__TEXTO__.

★ ★ ★ ★ ★

Vivir la pobreza evangélica es una opción en libertad que el seguidor de Jesús asume para caminar tras Él con las manos abiertas, la mirada trasparente y el paso dispuesto siempre a la travesía. Sin ataduras, ligeros de equipaje, hemos decidido pasar por la vida haciendo el bien, cerca de los que sufren, restañando heridas, alentando la esperanza, compartiendo lo que somos y tenemos.
Los consagrados albergamos en nuestro corazón el deseo de vivir así: seguidores del Maestro, libres y liberadores; sencillos y comprometidos; creíbles en nuestro modo de actuar porque auténticos en el entramado cotidiano de relaciones y esfuerzos. A mi me parece que aquí está hoy la fuerza profética de la vida consagrada. Somos alternativos porque vivimos de manera diferente. Somos significativos porque en nuestro modo de vivir transparentamos al Maestro. Somos proféticos porque con nuestro compromiso estamos del lado de los pobres y abrimos prisiones injustas.

★ ★ ★ ★ ★

(Datos extraídos de una colección)
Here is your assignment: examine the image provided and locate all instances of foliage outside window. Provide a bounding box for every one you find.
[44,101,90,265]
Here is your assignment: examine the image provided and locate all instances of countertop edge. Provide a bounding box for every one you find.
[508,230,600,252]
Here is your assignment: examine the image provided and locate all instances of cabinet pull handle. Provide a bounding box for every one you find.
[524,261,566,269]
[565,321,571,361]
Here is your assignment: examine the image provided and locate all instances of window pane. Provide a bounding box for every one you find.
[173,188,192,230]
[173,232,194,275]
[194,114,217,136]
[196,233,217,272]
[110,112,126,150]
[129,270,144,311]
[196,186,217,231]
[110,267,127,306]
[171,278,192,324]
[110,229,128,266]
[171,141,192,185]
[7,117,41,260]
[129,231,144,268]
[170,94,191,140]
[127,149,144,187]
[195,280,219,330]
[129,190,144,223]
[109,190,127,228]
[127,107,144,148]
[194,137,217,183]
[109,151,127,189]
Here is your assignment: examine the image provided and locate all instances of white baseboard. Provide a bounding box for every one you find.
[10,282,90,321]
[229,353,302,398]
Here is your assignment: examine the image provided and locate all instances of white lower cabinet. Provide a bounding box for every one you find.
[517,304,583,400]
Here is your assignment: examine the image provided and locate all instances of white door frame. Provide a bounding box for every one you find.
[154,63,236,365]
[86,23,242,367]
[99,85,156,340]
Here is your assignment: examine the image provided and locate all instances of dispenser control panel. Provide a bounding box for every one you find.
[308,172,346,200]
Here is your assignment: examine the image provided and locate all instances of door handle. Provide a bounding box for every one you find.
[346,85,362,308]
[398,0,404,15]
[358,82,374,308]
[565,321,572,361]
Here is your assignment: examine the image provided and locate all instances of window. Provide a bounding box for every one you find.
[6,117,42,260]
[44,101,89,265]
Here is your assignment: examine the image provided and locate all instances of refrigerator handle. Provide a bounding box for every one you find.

★ ★ ★ ★ ★

__EJERCICIO 1__. Enumera todas las acciones expresadas con gerundio en el primer párrafo del texto sobre la pobreza evangélica.
__EJERCICIO 2__. Retoma el texto sobre la pobreza evangélica y continúalo a partir de su última oración.

__RESULTADO 1__. haciendo el bien; restañando heridas; alentando la esperanza; compartiendo lo que somos y tenemos

__RESULTADO 2__.
Cuando hoy hablamos de la pobreza evangélica en nuestras comunidades nos hacemos demasiadas componendas. Justificamos con banalidad que vivimos como la clase media de nuestro barrio o de nuestra ciudad. En ocasiones terminamos concluyendo, después de una discusión molesta sobre presupuestos y ajustes, que la pobreza es – finalmente – una cuestión personal. Y al decir “personal” estamos diciendo que va bien así, que no te metas donde no te llaman y que no nos compliquemos más la vida.
1. VIVIR CON MENOS BIENES
Pienso que hemos de recuperar frescura y radicalidad en nuestro modo de vivir la pobreza. En muchos casos, hemos de volver a ser pobres para los pobres. Y es que nuestro modo de vivir la pobreza es directamente proporcional a nuestra sensibilidad, cercanía y compromiso con los más vulnerables, con los últimos, con los más abandonados. Este proceso pasa, a mi entender, por aprender a vivir con menos bienes.
Aprender a estas alturas de la vida, dirán algunos. Y nos olvidamos que toda nuestra vida es un puro aprendizaje.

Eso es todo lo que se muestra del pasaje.